### SELECTED EXCERPT
But back to the music.

The Voigt-Cabrera mutual admiration society began in 2009, when Voigt was singing Wagner’s “Tristan und Isolde” at the Chicago Lyric Opera; Cabrera was an assistant conductor.

“I was a very nervous Isolde, as I always am,” Voigt says, and Cabrera “had such a calm demeanor,” she notes, describing him as “a man who was definitely going to have a career of his own.”

Since then, their paths have crossed and their friendship has endured, but “I’ve never really sung under his baton before,” Voigt acknowledges.

She doesn’t think she’s ever performed in Las Vegas before either — or “if I did, it was a hundred years ago with the now-defunct Western Opera Theater. So I’m looking forward to the musical experience.”

During Saturday’s concert, Voigt will sing two arias: “Du bist der Lenz (You Are the Spring)” from Wagner’s “Die Walkure” and “Abscheulicher (Abominable One)” from Beethoven’s “Fidelio.”

She’ll also perform three Broadway favorites: Kern’s “Can’t Help Lovin’ That Man” (from “Showboat”) and “Why Was I Born” (from “Sweet Adeline”), along with “My Man’s Gone Now” from Gershwin’s “Porgy and Bess.”

The Broadway selections are “core to my being,” she says, noting that “I was raised singing gospel music and musicals.”

### TASK REQUIREMENTS
**1.** In the passage about Voigt and Cabrera, rewrite the paragraph beginning "She'll also perform three Broadway favorites" as a short bulleted list, keeping each song and its source.
**2.** According to the passage about Voigt and Cabrera, what role did Cabrera hold at the Chicago Lyric Opera in 2009?
**3.** Translate this sentence from the passage about Voigt and Cabrera into Spanish: "The Broadway selections are “core to my being,” she says, noting that “I was raised singing gospel music and musicals.”"

### GIVEN DATA
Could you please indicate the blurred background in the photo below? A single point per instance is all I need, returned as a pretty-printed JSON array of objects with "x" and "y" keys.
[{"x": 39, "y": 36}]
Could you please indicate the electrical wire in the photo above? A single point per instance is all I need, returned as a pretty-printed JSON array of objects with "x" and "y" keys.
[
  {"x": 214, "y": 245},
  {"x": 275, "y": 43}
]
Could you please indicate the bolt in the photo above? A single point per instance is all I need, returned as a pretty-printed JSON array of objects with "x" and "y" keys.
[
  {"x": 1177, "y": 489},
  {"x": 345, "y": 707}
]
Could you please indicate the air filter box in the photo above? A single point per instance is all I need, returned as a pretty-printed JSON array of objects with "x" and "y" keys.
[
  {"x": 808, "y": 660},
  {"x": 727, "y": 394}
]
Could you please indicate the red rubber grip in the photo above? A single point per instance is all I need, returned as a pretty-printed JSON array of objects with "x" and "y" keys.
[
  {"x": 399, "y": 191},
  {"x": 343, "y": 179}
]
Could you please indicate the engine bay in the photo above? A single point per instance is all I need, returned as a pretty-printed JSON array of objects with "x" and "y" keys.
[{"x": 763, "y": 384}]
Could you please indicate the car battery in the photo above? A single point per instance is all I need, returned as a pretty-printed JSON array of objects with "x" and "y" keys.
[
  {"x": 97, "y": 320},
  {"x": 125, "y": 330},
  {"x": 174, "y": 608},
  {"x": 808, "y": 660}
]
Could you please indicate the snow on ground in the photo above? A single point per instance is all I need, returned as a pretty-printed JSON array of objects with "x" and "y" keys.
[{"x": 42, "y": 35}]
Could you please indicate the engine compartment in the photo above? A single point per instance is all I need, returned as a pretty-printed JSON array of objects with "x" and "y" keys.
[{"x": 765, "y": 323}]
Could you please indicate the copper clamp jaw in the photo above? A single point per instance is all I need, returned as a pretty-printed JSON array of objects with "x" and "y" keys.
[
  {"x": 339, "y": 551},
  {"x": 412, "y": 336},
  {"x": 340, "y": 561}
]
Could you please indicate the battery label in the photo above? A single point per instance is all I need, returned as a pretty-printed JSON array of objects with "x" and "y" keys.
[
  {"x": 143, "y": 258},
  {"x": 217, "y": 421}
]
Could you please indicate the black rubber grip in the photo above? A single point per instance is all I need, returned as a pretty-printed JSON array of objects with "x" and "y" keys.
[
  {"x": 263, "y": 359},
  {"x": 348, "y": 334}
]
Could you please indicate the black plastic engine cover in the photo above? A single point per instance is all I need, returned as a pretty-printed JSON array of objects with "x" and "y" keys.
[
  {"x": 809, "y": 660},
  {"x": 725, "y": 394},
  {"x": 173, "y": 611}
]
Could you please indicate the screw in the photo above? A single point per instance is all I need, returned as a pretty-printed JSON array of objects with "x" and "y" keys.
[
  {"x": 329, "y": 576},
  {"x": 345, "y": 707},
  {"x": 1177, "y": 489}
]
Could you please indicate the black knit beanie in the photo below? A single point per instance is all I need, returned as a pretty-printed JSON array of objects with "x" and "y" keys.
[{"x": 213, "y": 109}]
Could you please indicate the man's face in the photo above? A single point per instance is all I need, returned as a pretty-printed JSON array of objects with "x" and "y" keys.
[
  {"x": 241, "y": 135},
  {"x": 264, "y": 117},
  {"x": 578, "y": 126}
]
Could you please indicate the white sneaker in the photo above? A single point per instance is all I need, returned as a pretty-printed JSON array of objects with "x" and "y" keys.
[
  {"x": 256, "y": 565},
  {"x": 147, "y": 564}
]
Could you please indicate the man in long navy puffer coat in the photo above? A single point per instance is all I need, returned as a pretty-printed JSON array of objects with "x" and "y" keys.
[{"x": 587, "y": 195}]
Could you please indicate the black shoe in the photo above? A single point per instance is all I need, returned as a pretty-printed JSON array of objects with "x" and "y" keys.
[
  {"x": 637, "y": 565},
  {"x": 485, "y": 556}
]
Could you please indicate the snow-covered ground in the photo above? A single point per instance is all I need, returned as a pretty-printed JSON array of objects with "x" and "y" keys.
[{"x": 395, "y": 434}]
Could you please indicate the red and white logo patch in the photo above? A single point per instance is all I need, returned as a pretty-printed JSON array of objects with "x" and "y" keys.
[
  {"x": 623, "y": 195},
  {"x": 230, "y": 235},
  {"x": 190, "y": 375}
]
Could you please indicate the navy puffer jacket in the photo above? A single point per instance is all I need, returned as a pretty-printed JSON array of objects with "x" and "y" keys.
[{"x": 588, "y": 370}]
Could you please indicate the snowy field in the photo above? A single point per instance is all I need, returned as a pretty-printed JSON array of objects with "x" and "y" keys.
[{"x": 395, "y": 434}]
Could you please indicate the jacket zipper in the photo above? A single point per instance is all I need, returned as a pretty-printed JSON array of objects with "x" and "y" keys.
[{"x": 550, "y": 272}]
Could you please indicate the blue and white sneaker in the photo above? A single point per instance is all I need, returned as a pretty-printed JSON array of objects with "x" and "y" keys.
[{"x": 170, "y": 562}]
--
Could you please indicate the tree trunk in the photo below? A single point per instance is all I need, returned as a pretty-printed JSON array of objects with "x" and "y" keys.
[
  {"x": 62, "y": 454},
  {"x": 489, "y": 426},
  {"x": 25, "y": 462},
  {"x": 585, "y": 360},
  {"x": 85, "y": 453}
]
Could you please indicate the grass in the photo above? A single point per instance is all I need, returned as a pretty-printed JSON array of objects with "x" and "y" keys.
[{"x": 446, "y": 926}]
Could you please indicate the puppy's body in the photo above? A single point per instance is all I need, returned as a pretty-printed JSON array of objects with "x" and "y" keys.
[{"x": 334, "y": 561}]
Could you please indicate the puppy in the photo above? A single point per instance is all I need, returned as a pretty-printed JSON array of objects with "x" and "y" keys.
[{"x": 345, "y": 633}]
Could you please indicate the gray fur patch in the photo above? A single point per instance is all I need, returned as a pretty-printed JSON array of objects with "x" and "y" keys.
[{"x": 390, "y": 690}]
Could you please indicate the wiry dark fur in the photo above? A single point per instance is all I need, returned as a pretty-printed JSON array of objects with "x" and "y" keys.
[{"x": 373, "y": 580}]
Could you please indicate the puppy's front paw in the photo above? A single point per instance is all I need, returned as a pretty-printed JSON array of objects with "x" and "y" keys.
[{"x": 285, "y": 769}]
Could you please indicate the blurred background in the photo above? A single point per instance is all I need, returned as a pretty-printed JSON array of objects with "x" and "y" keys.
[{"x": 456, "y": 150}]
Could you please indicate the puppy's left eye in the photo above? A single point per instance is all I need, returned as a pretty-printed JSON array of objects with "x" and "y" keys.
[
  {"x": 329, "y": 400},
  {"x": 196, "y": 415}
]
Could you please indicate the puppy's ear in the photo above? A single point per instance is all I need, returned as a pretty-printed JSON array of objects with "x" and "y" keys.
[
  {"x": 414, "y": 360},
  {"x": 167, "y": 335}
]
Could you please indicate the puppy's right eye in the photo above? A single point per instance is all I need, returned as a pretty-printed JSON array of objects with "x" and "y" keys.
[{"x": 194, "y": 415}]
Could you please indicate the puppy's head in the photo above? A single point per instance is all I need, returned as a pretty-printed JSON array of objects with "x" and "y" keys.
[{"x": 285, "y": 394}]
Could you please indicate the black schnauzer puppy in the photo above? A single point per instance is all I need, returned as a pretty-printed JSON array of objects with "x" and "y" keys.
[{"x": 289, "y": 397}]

### SOLVED PROBLEMS
**1.**
Voigt's three Broadway favorites:
- Kern's "Can't Help Lovin' That Man," from "Showboat"
- Kern's "Why Was I Born," from "Sweet Adeline"
- "My Man's Gone Now," from Gershwin's "Porgy and Bess"

**2.** He was an assistant conductor.

**3.** Las selecciones de Broadway son «esenciales para mi ser», dice ella, y señala que «me crie cantando música gospel y musicales».